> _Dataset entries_
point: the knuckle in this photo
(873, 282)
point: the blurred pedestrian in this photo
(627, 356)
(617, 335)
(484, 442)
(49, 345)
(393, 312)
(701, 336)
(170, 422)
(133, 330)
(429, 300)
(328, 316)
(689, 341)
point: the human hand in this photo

> _Exercise goal_
Set down the entries verbatim, leaving none out.

> _Final result_
point: the knuckle in this photo
(873, 282)
point: the blurred pedestrian in this photo
(627, 356)
(617, 335)
(484, 442)
(49, 345)
(393, 312)
(701, 336)
(170, 422)
(133, 330)
(429, 300)
(328, 316)
(689, 341)
point: the human hand in this photo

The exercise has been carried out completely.